--- EXERCISE MATERIALS Enclosed Below ---
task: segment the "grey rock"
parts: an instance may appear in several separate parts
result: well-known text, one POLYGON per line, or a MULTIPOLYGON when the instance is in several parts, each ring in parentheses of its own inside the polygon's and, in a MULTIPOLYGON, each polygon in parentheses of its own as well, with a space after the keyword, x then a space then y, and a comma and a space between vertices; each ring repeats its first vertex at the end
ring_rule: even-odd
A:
--- End of Enclosed EXERCISE MATERIALS ---
> _TASK TO CARRY OUT_
Look through the entries above and find each line where the word "instance" occurs; copy those lines.

> _TASK SOLUTION_
parts: an instance may appear in several separate parts
result: well-known text, one POLYGON per line, or a MULTIPOLYGON when the instance is in several parts, each ring in parentheses of its own inside the polygon's and, in a MULTIPOLYGON, each polygon in parentheses of its own as well, with a space after the keyword, x then a space then y, and a comma and a space between vertices; each ring repeats its first vertex at the end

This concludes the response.